Challenge A ::
Can you quote the rows below word for word, starting at the line containing "outline <item>tripod head</item>, every" and ending at the line containing "M 91 20 L 88", with both of those lines included?
— Start Document segment —
I Don’t Sleep, I Dream.

In writing a favorable review of The Prestige in 2006, I compared Chris Nolan’s film version of Christopher Priest’s novel to an expertly-crafted, well-wound clock: “a dark, clever, and elegant contraption…that suggests razor-sharp clockwork gears and threatening pulses of electrical current, all impressively encased in burnished Victorian-era mahogany.” Well, the watchmaker is at it again: Audacious, trippy, inventive, and maybe a touch too sleek in the end, Christopher Nolan’s Inception is a psychic heist film that’s easily among the best mainstream releases of 2010. While Toy Story 3 actually packed more of an emotional punch, this is one fun night out alright, and as smart and engaging a summer sci-fi action flick as we’ve seen since last year’s District 9.

Now, to be clear: Like Nolan’s The Dark Knight and its obviously rushed third act, I have some definite issues with the movie, which I will get into a moment. But, also like TDK, these issues don’t really detract from the actual viewing experience as it unfolds. So, if you want to consider the last few paragraphs here as mainly nitpicking to death an otherwise entertaining and more-clever-than-we-probably-deserve summer movie experience, you’re within your rights. The upshot is: You should definitely see it yourself and come to your own conclusions — Inception is worth the ten bucks and then some.

Inception was originally billed by Nolan back in 2009 as a “contemporary sci-fi actioner set within the architecture of the mind,” and, short of The Romantic’s “Talking in Your Sleep,” that’s as simple a way of describing the plot as any. Here, Leonardo Di Caprio’s Dom Cobb is a corporate security specialist who — along with his right-hand man Arthur (Joseph Gordon-Levitt, burnishing his cool) and his “Architect” (Lukas Haas, Team Brick assemble!) — spends his days hacking important intel from people’s heads by manipulating their dreams. This futuristic process is called “Extraction,” and Dom and his team are very, very good at it, but not so good that a job doesn’t get botched now and again…partly because Cobb happens to carry along some unwieldy subconscious baggage, in the form of the often-armed, always-disarming Mal (Marion Cotillard).
— End Document segment —
Challenge B ::
According to the Inception review, which 2010 release packed more of an emotional punch than Inception?
— Start Items —
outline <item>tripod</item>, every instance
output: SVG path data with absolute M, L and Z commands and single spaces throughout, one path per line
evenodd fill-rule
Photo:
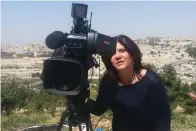
M 90 113 L 85 109 L 84 103 L 77 105 L 78 107 L 76 108 L 76 104 L 74 104 L 76 101 L 84 100 L 81 100 L 80 97 L 76 99 L 67 97 L 66 109 L 61 116 L 57 131 L 61 131 L 66 118 L 68 118 L 69 131 L 72 131 L 72 127 L 76 126 L 78 126 L 79 131 L 82 131 L 82 123 L 86 124 L 86 131 L 93 131 Z

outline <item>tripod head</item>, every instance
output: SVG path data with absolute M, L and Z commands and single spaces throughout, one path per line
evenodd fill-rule
M 91 20 L 88 24 L 86 19 L 87 9 L 86 4 L 72 3 L 70 33 L 54 31 L 45 40 L 54 52 L 43 63 L 43 86 L 48 92 L 66 96 L 68 119 L 75 113 L 83 118 L 90 117 L 85 108 L 90 97 L 88 70 L 99 66 L 93 54 L 106 56 L 116 52 L 117 38 L 92 30 Z

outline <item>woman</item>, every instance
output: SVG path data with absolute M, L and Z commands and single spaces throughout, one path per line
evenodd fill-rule
M 138 46 L 127 36 L 117 37 L 116 54 L 102 56 L 106 73 L 91 113 L 113 112 L 113 131 L 170 131 L 171 110 L 164 83 L 141 63 Z

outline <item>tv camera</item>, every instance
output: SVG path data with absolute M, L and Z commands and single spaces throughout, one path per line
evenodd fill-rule
M 68 117 L 69 130 L 72 126 L 85 123 L 87 131 L 92 130 L 90 113 L 85 103 L 90 96 L 88 70 L 98 67 L 93 54 L 113 55 L 116 52 L 115 37 L 110 37 L 91 29 L 87 16 L 88 5 L 72 3 L 73 18 L 70 33 L 54 31 L 49 34 L 45 43 L 54 49 L 52 56 L 44 60 L 42 80 L 48 92 L 65 95 L 66 109 L 63 112 L 57 131 L 62 129 Z

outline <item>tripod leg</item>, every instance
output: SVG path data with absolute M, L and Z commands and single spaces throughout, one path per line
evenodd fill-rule
M 69 131 L 72 131 L 72 125 L 69 125 Z
M 60 119 L 60 122 L 59 122 L 59 125 L 57 127 L 57 131 L 61 131 L 62 127 L 63 127 L 63 123 L 66 119 L 66 117 L 68 116 L 68 113 L 65 109 L 65 111 L 63 112 L 62 116 L 61 116 L 61 119 Z
M 88 126 L 89 126 L 89 128 L 90 128 L 90 131 L 93 131 L 93 126 L 92 126 L 91 120 L 89 120 Z

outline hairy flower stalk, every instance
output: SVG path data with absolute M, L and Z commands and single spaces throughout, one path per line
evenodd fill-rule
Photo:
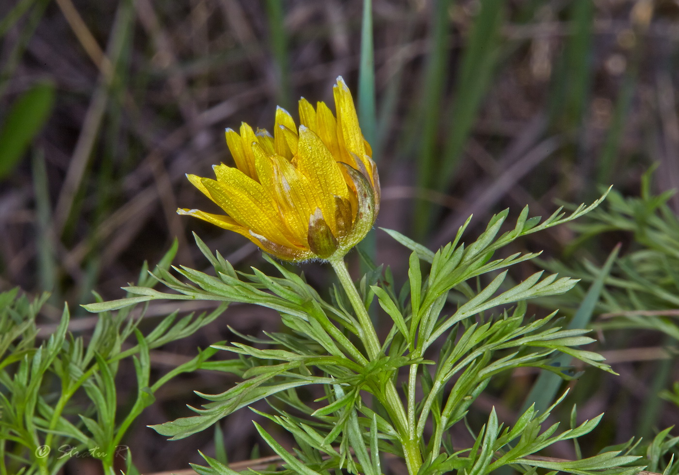
M 299 128 L 278 107 L 273 136 L 244 123 L 240 134 L 227 129 L 236 168 L 215 166 L 216 180 L 187 175 L 226 214 L 177 212 L 235 231 L 285 261 L 329 262 L 358 318 L 368 359 L 374 361 L 383 356 L 381 344 L 344 256 L 375 223 L 380 178 L 341 77 L 333 92 L 336 118 L 323 102 L 314 109 L 302 98 Z M 422 458 L 415 428 L 393 382 L 387 381 L 384 390 L 382 403 L 399 433 L 409 472 L 416 474 Z
M 226 130 L 236 167 L 213 167 L 217 179 L 187 175 L 226 213 L 180 208 L 245 236 L 284 261 L 337 261 L 372 227 L 380 178 L 342 77 L 333 88 L 337 117 L 323 102 L 299 100 L 301 124 L 283 109 L 274 135 L 246 124 Z

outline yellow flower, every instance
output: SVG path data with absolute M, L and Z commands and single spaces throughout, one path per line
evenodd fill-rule
M 359 127 L 348 88 L 333 88 L 337 119 L 323 102 L 299 100 L 297 128 L 278 107 L 274 136 L 243 123 L 226 130 L 236 168 L 213 167 L 217 180 L 187 175 L 224 214 L 180 208 L 243 235 L 264 251 L 292 261 L 336 260 L 372 227 L 380 178 Z

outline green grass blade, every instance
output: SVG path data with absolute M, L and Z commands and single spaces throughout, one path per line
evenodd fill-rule
M 430 188 L 436 176 L 437 137 L 441 123 L 443 84 L 447 76 L 446 56 L 450 3 L 450 0 L 437 0 L 433 9 L 431 50 L 427 58 L 423 81 L 422 109 L 419 113 L 421 121 L 418 121 L 422 124 L 417 177 L 418 187 L 420 189 Z M 427 231 L 430 206 L 423 200 L 418 200 L 415 206 L 415 231 L 420 239 L 424 238 Z
M 372 0 L 363 0 L 363 19 L 361 31 L 361 67 L 359 70 L 359 122 L 365 140 L 373 148 L 373 159 L 377 161 L 379 151 L 377 138 L 377 117 L 375 106 L 375 60 L 373 46 Z M 377 254 L 375 230 L 368 233 L 361 242 L 361 249 L 371 259 Z M 364 269 L 363 271 L 367 269 Z
M 37 229 L 38 278 L 43 290 L 52 292 L 52 298 L 58 300 L 54 293 L 56 282 L 56 260 L 54 246 L 50 238 L 50 185 L 48 181 L 45 154 L 37 150 L 33 154 L 33 193 L 35 195 L 35 214 Z
M 363 0 L 361 28 L 361 63 L 359 69 L 359 122 L 363 136 L 371 147 L 377 146 L 375 107 L 375 58 L 373 45 L 372 0 Z M 373 159 L 378 153 L 373 148 Z
M 46 82 L 14 101 L 0 128 L 0 180 L 12 172 L 52 115 L 54 95 L 54 86 Z
M 502 48 L 500 30 L 504 4 L 502 0 L 481 2 L 481 10 L 472 24 L 460 64 L 449 135 L 435 178 L 438 191 L 445 190 L 450 183 L 496 69 Z
M 292 85 L 290 81 L 290 61 L 288 56 L 288 35 L 285 31 L 283 2 L 267 0 L 266 14 L 269 21 L 269 41 L 276 68 L 278 103 L 290 110 L 293 106 Z
M 616 258 L 618 256 L 619 250 L 620 246 L 619 245 L 613 249 L 612 252 L 608 256 L 606 263 L 604 264 L 604 267 L 596 276 L 594 282 L 592 282 L 589 290 L 587 290 L 587 293 L 585 294 L 582 303 L 580 304 L 580 307 L 578 308 L 575 316 L 570 321 L 570 323 L 568 324 L 568 328 L 569 330 L 584 328 L 589 324 L 589 321 L 591 320 L 592 314 L 594 312 L 594 307 L 599 301 L 601 292 L 604 288 L 604 282 L 610 273 L 610 269 Z M 568 366 L 572 360 L 572 356 L 562 354 L 555 359 L 554 364 L 560 364 L 561 366 Z M 530 393 L 524 403 L 524 407 L 521 411 L 525 412 L 534 402 L 535 403 L 536 410 L 540 412 L 545 411 L 554 401 L 554 398 L 562 382 L 563 379 L 558 375 L 550 371 L 543 370 L 540 374 L 540 376 L 538 377 L 535 384 L 533 385 Z

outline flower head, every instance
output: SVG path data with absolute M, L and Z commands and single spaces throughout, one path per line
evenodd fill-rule
M 180 208 L 245 236 L 285 261 L 334 259 L 372 227 L 380 178 L 359 126 L 348 88 L 333 88 L 337 117 L 323 102 L 299 100 L 301 125 L 278 107 L 274 135 L 243 123 L 226 130 L 236 167 L 213 167 L 217 179 L 187 175 L 225 214 Z

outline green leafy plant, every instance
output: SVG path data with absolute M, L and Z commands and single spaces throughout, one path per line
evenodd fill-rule
M 331 263 L 340 288 L 332 290 L 327 301 L 303 277 L 265 256 L 280 276 L 267 276 L 255 268 L 252 273 L 236 271 L 219 252 L 213 254 L 196 236 L 215 276 L 175 267 L 182 280 L 159 268 L 154 278 L 175 293 L 143 286 L 128 287 L 126 290 L 136 297 L 85 307 L 105 311 L 158 299 L 200 299 L 255 304 L 280 314 L 287 332 L 267 333 L 264 339 L 247 337 L 253 344 L 213 346 L 239 355 L 237 368 L 230 370 L 242 381 L 219 394 L 200 394 L 209 402 L 194 409 L 196 415 L 153 426 L 172 439 L 204 430 L 222 417 L 266 398 L 272 412 L 253 411 L 289 432 L 298 447 L 296 453 L 290 453 L 255 423 L 263 439 L 284 461 L 284 472 L 327 474 L 344 469 L 376 475 L 382 473 L 382 457 L 392 454 L 402 458 L 413 474 L 452 470 L 485 474 L 511 465 L 521 471 L 542 468 L 631 475 L 642 467 L 621 466 L 638 457 L 621 455 L 621 450 L 574 461 L 532 458 L 557 440 L 589 432 L 600 419 L 600 416 L 560 433 L 558 424 L 543 429 L 553 406 L 543 413 L 529 408 L 511 428 L 503 428 L 492 411 L 483 428 L 471 429 L 476 442 L 470 447 L 454 446 L 449 436 L 454 425 L 465 423 L 470 404 L 494 375 L 531 366 L 568 379 L 564 370 L 568 368 L 550 364 L 559 353 L 611 371 L 601 362 L 601 356 L 576 347 L 593 341 L 585 336 L 587 330 L 563 329 L 555 312 L 540 319 L 527 318 L 528 300 L 564 292 L 576 281 L 555 274 L 543 277 L 538 272 L 503 288 L 507 276 L 503 269 L 537 254 L 493 259 L 518 238 L 574 219 L 602 199 L 590 206 L 581 206 L 568 216 L 559 208 L 541 223 L 539 217 L 528 218 L 526 207 L 513 228 L 500 234 L 508 214 L 505 210 L 494 216 L 485 231 L 467 246 L 461 238 L 468 221 L 454 241 L 436 252 L 388 231 L 413 250 L 408 281 L 399 292 L 390 273 L 383 276 L 381 268 L 364 276 L 356 286 L 343 263 Z M 423 273 L 422 261 L 430 265 L 428 273 Z M 469 281 L 480 282 L 486 274 L 490 282 L 474 290 Z M 375 299 L 391 320 L 382 339 L 367 313 Z M 444 309 L 451 301 L 456 308 L 446 315 Z M 488 314 L 491 309 L 494 312 Z M 305 400 L 299 392 L 305 387 L 312 393 L 314 389 L 320 391 L 320 397 Z M 206 459 L 210 466 L 196 466 L 198 473 L 234 473 L 215 459 Z
M 166 268 L 176 252 L 175 243 L 156 271 Z M 145 266 L 139 284 L 150 290 L 155 281 L 147 270 Z M 202 368 L 217 350 L 200 352 L 155 381 L 151 381 L 149 351 L 192 335 L 226 305 L 179 320 L 175 312 L 145 335 L 138 328 L 143 311 L 139 316 L 132 306 L 105 311 L 86 340 L 69 330 L 67 307 L 58 324 L 36 323 L 47 297 L 31 301 L 18 297 L 17 289 L 0 294 L 0 474 L 56 475 L 72 457 L 89 454 L 113 474 L 116 457 L 131 466 L 123 437 L 153 402 L 153 394 L 177 375 Z M 49 335 L 46 341 L 43 333 Z M 129 340 L 136 343 L 124 346 Z M 134 362 L 136 394 L 122 411 L 115 379 L 126 358 Z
— End Items —
Correct answer A ::
outline <item>tripod head</item>, every instance
output: SVG path data with absolute M, L and Z commands and single spaces throughout, one path per line
evenodd fill-rule
M 91 20 L 88 24 L 86 19 L 87 9 L 86 4 L 72 3 L 70 33 L 54 31 L 45 40 L 54 52 L 43 63 L 43 86 L 48 92 L 66 96 L 68 119 L 75 113 L 83 118 L 90 117 L 85 108 L 90 97 L 88 70 L 99 66 L 93 54 L 106 56 L 116 52 L 117 38 L 92 30 Z

Correct answer B ::
Toy Story 3.